--- Begin ---

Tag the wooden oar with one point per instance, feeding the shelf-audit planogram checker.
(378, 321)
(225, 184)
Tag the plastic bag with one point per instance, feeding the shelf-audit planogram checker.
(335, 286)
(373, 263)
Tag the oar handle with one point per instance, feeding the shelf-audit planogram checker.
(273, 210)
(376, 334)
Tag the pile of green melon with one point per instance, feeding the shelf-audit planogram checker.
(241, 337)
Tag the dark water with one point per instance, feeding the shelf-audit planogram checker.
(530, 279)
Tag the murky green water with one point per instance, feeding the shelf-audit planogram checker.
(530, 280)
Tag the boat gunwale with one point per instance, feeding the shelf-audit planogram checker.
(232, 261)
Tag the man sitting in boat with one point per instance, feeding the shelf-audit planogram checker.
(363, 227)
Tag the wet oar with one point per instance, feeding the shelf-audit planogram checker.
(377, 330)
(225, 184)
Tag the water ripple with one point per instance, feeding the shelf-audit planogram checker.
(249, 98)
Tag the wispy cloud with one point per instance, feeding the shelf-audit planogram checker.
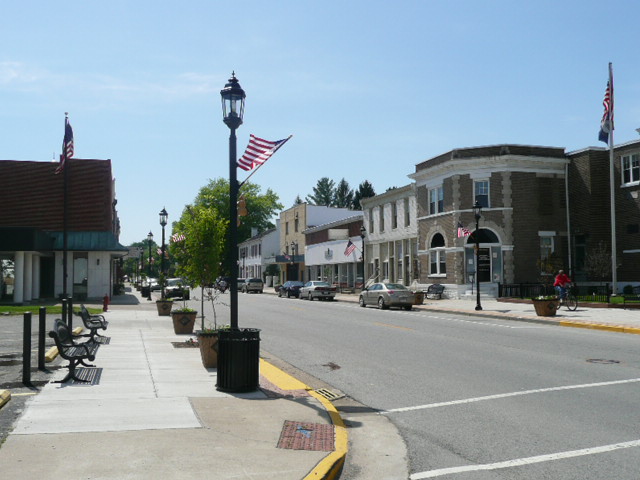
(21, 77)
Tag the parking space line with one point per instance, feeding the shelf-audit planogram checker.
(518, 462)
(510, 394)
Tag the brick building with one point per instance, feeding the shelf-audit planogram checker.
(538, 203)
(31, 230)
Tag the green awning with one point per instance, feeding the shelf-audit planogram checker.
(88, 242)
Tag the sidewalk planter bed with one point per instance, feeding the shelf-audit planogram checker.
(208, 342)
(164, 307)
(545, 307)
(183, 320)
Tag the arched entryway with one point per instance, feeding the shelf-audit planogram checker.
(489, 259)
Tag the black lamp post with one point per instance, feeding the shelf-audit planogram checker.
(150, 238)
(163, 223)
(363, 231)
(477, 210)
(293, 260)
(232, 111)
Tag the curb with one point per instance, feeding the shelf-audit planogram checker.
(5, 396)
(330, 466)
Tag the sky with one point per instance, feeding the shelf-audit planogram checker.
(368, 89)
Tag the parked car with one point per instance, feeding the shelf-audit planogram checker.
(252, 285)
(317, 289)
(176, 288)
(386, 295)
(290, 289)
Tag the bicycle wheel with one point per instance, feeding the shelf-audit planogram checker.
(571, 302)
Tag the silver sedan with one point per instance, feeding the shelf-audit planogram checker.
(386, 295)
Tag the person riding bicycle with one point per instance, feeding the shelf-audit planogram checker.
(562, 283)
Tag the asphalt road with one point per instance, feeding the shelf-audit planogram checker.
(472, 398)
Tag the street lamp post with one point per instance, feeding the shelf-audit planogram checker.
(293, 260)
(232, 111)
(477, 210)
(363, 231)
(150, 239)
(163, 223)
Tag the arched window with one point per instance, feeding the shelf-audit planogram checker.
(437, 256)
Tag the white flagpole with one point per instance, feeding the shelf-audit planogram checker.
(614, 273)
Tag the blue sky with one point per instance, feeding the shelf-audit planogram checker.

--- End ---
--- Begin ---

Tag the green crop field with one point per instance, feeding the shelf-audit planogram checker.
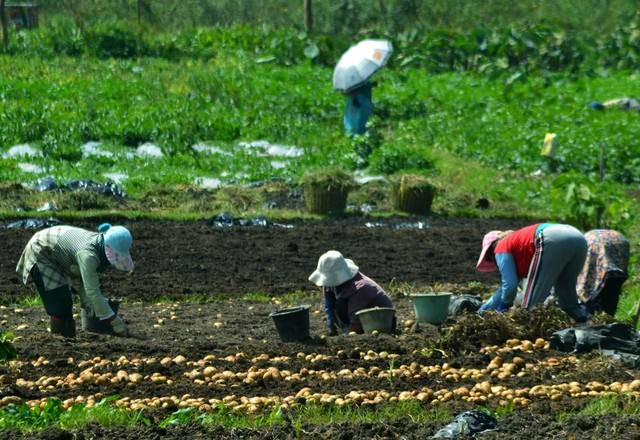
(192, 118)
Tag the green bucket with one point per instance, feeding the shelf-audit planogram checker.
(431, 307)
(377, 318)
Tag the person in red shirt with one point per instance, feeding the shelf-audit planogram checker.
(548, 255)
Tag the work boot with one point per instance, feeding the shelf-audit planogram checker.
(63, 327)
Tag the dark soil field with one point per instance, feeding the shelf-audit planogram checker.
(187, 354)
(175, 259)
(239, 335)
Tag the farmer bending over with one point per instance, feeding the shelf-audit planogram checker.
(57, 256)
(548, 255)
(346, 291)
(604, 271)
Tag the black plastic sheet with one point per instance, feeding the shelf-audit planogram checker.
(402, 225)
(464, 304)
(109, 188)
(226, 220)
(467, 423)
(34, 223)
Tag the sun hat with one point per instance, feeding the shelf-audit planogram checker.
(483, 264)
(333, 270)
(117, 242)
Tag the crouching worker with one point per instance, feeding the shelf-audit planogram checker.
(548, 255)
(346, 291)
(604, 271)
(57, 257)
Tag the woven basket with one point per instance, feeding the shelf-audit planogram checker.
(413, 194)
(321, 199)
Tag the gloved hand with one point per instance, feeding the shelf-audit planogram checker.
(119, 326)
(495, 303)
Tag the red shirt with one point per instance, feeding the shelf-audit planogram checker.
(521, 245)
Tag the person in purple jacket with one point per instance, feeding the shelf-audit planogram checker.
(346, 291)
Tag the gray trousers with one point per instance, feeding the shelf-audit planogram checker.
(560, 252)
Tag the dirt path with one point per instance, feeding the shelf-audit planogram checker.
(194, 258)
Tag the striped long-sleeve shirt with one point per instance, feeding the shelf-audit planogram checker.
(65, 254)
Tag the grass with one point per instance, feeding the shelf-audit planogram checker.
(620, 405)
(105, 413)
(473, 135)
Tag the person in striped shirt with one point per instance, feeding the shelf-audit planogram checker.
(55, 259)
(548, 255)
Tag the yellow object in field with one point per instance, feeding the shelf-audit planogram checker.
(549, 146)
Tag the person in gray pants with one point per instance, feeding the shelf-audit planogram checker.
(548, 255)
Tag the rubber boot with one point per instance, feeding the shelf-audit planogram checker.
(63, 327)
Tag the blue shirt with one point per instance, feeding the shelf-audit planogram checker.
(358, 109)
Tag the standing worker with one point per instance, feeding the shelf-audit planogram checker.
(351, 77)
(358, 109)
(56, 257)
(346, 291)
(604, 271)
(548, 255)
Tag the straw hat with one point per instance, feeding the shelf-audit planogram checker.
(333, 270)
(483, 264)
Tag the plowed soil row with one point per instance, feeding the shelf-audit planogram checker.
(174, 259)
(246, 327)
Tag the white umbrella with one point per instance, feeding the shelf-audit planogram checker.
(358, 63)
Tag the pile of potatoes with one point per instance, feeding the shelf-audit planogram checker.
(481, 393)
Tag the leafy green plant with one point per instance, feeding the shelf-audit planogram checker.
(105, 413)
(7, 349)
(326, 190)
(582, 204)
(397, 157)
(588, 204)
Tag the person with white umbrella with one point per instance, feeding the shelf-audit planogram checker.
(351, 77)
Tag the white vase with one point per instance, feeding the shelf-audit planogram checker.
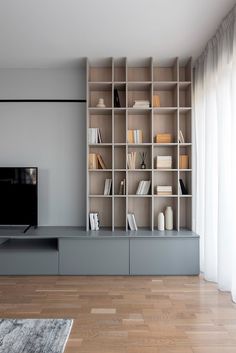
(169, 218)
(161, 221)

--- End ---
--- Begin ---

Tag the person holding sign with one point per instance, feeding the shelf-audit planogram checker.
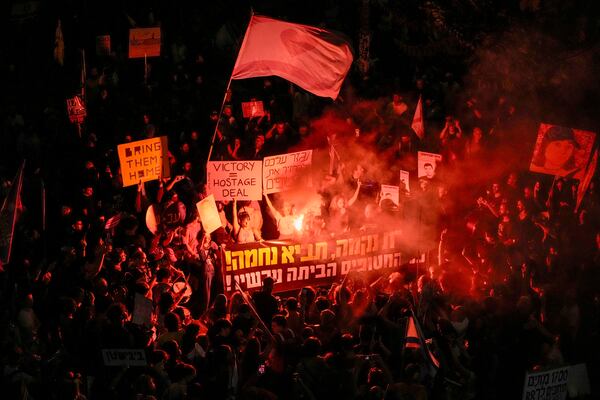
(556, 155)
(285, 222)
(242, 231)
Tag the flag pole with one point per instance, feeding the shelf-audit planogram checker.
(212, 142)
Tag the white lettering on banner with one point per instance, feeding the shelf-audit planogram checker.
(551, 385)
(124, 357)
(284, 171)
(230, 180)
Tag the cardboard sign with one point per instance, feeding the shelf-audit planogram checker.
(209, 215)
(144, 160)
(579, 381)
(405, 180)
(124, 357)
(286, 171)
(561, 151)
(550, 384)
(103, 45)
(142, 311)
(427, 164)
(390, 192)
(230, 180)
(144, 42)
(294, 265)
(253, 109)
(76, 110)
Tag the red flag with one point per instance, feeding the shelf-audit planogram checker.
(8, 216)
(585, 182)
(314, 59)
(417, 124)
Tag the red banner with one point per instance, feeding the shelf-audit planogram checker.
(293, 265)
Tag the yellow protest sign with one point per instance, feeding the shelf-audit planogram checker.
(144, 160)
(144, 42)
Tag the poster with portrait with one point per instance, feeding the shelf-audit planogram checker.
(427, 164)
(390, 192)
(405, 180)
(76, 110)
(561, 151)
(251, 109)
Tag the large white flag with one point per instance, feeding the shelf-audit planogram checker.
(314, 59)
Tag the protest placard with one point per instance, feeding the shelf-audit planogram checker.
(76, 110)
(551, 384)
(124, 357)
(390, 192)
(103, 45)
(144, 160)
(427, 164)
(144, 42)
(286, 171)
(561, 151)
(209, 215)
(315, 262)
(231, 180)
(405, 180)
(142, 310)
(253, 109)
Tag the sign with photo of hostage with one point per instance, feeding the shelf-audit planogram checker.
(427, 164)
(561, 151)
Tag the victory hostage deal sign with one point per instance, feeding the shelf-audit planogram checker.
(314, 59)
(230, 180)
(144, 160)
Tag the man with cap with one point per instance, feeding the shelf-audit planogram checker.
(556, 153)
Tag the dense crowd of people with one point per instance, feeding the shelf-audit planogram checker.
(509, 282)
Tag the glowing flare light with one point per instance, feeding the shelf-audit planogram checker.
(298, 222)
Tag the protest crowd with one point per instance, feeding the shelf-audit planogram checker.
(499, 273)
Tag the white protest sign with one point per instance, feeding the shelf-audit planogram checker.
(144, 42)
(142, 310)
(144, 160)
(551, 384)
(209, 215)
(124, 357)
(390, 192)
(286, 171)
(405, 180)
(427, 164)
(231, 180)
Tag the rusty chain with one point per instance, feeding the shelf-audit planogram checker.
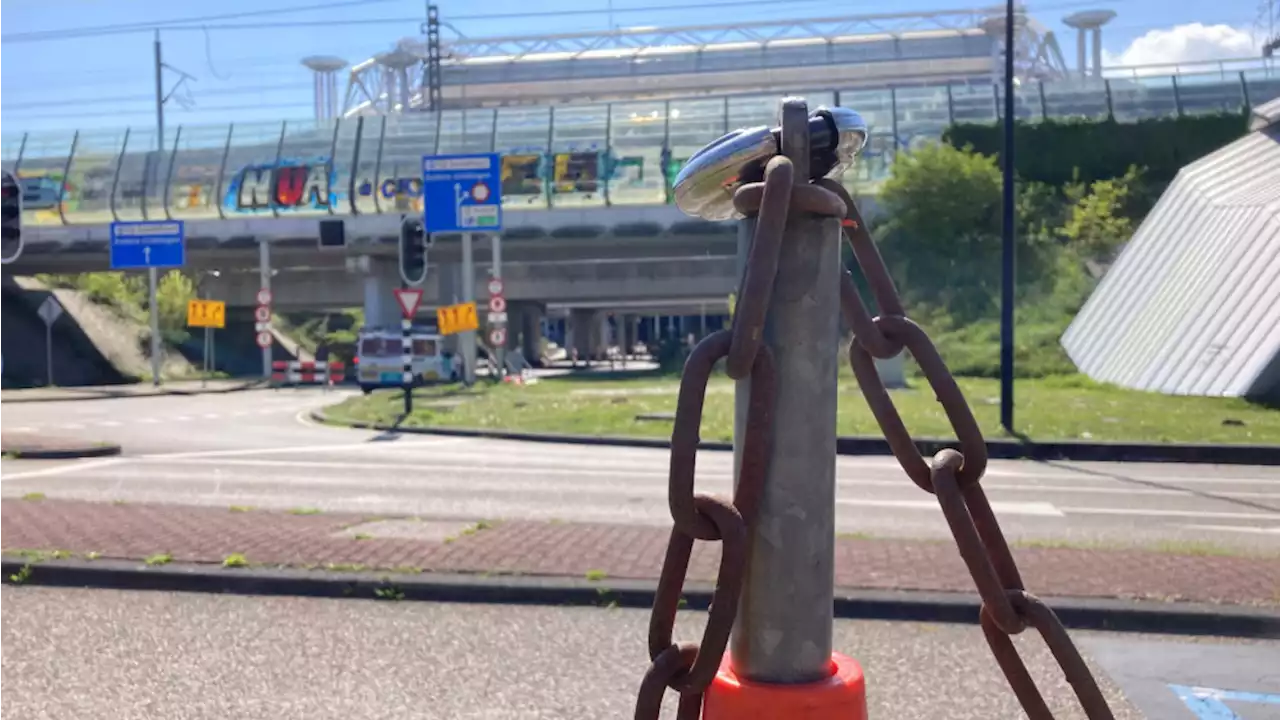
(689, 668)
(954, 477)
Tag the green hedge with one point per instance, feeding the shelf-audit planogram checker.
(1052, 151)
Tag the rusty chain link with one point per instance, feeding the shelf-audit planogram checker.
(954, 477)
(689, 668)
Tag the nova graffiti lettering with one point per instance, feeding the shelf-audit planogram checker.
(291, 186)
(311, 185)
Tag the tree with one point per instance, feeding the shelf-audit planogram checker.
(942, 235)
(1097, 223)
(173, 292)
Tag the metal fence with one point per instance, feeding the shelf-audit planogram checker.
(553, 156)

--- End ---

Problem to work on
Report every line in the listing above that contains the string "yellow", copying each line whole. Case counts.

Answer
Tag the yellow object in field with one point per instance, feeding the shelf-audit planogram checker.
Tag the yellow protest sign with one point per instance, feeding the shelf-audit planogram checker.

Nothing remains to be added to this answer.